→ **PASSAGE SHOWN**:

----------------

Qemu locks up when incoming serial fills up

Bug #1181796 reported by Evan Green
20
This bug affects 3 people
Affects Status Importance Assigned to Milestone
QEMU
Expired
Undecided
Unassigned

Bug Description

I'm using Windows, I'm not sure if this happens on Linux, but for all I know it does. To repro, fire up any image (ideally one that does almost nothing, and doesn't read the serial port), and use the option "-serial pipe:mypipe". Then use Putty or something else to connect to that named pipe so Qemu starts up. Now start typing into Putty. For a VM image that never reads the serial port, upon typing the 16th character Qemu stops executing instructions in the guest (as evidenced either by being unable to step in gdb, seeing that "info registers" in the monitor always reports the same value, or just by observing that the guest is hung). For OS images that do regularly read the serial port, this may require pasting >16 bytes into Putty at once. This occurs with more than just Putty, use anything that can write at a named pipe.

----------------

→ **WORK TO COMPLETE**:
a: Print the portion of the bug report from "Bug Description" up to and including "a named pipe.", without any changes.
b: Answer these questions about the bug report:
(i) Who reported the bug?
(ii) What status does the bug report list for QEMU?
(iii) For a VM image that never reads the serial port, upon typing which character does Qemu stop executing instructions in the guest?
c: Go on with the bug report about Qemu locking up, starting after its final sentence.

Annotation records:
----------------

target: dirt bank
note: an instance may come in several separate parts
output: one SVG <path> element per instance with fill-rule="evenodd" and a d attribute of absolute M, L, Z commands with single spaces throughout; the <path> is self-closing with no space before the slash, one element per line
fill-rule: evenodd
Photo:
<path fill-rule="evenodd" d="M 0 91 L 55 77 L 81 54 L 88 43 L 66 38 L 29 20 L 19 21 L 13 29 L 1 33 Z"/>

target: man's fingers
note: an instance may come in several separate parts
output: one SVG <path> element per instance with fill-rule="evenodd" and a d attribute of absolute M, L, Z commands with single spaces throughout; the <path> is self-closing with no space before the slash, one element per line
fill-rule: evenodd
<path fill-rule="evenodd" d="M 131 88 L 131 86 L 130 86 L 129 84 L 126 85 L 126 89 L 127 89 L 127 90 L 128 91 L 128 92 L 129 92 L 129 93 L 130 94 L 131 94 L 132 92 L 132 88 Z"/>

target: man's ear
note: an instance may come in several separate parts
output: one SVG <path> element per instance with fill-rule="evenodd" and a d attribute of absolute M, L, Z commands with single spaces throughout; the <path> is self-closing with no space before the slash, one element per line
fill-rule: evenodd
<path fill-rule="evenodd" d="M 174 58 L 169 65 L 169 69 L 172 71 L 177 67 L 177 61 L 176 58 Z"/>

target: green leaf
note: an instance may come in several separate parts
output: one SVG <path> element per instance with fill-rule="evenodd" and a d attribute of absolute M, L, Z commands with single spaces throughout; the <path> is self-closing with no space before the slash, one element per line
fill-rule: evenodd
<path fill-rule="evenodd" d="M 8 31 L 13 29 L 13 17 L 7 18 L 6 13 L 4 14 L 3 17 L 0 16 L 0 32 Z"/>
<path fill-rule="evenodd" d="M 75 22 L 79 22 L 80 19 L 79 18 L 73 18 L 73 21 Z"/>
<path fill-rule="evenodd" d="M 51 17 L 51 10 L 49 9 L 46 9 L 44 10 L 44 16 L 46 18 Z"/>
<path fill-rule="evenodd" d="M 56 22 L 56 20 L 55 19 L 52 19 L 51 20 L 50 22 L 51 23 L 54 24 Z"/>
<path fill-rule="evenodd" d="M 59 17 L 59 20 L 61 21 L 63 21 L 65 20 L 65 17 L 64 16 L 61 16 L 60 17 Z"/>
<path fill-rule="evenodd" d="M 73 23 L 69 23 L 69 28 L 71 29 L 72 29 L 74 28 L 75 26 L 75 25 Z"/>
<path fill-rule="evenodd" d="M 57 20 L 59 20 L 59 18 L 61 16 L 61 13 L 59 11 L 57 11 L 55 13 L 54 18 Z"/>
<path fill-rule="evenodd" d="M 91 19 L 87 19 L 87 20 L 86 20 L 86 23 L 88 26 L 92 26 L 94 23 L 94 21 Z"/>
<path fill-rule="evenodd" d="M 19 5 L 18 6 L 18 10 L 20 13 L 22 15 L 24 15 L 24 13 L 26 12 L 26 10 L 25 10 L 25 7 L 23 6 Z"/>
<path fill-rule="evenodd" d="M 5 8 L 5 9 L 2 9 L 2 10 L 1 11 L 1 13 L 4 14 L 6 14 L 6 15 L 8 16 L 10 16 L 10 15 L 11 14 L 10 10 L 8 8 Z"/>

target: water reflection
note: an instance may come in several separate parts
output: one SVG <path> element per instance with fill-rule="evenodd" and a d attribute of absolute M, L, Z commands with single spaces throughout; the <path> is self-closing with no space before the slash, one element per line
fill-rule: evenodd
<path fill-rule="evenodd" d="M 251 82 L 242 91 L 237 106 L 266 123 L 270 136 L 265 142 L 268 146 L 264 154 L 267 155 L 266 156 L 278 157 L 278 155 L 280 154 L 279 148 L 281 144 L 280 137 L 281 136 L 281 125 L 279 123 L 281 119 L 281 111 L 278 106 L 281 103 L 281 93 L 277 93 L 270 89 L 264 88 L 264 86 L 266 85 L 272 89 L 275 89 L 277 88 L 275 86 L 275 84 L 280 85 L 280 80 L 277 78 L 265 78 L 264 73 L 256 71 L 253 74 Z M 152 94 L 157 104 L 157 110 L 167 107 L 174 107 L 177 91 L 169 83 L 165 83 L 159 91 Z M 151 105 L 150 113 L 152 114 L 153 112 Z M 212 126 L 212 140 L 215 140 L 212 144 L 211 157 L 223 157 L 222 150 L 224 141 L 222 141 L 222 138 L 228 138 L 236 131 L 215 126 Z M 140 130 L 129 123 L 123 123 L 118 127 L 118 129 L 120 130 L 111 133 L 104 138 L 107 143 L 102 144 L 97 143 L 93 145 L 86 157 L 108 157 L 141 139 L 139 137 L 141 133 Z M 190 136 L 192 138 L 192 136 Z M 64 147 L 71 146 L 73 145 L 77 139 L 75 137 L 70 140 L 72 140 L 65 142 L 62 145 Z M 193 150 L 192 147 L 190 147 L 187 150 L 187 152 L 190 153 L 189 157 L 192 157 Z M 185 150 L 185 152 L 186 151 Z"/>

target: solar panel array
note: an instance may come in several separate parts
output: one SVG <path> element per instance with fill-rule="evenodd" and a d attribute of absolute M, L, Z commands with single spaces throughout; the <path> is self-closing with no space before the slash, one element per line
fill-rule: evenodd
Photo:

----------------

→ **RESPONSE LIST**:
a:
Bug Description

I'm using Windows, I'm not sure if this happens on Linux, but for all I know it does. To repro, fire up any image (ideally one that does almost nothing, and doesn't read the serial port), and use the option "-serial pipe:mypipe". Then use Putty or something else to connect to that named pipe so Qemu starts up. Now start typing into Putty. For a VM image that never reads the serial port, upon typing the 16th character Qemu stops executing instructions in the guest (as evidenced either by being unable to step in gdb, seeing that "info registers" in the monitor always reports the same value, or just by observing that the guest is hung). For OS images that do regularly read the serial port, this may require pasting >16 bytes into Putty at once. This occurs with more than just Putty, use anything that can write at a named pipe.

b:
(i) Evan Green
(ii) Expired
(iii) The 16th character

c:
I would have expected that bytes get dropped, or even more ideally blocked at the sender's side of the named pipe. I would not expect that the entire VM stops. You seem to be able to unwedge the VM by switching to the monitor and running "i /1c 0x3f8" until you've pulled enough out of buffer that it's happy to run again. Interestingly, all bytes seem to come through (more than just the 16) when read from the monitor.

I haven't been able to get a source environment set up, but I have tried a few of the Windows binaries. This repros in 1.4.1, 1.3.0, 1.2, and 1.0, the most recent build I found that did not have this behavior was 0.15.0.

Maybe I'm missing something very obvious, and if so, I apologize in advance. I'm also happy to create an OS image that highlights this problem if it would help.

Revision history for this message
Evan Green (evan-g) wrote :

Some food for thought:
 * os_host_main_loop_wait quickly calls "unlock IO thread", poll, "lock IO thread".
 * win_chr_pipe_poll calls PeekNamedPipe, which would report data available, satisfying the poll.
 * win_chr_read_poll calls qemu_chr_be_can_write, which I think calls serial_can_receive1, which might say sorry, no space.
 * win_chr_read would then bail as s->max_size is zero, skipping the call to ReadFile.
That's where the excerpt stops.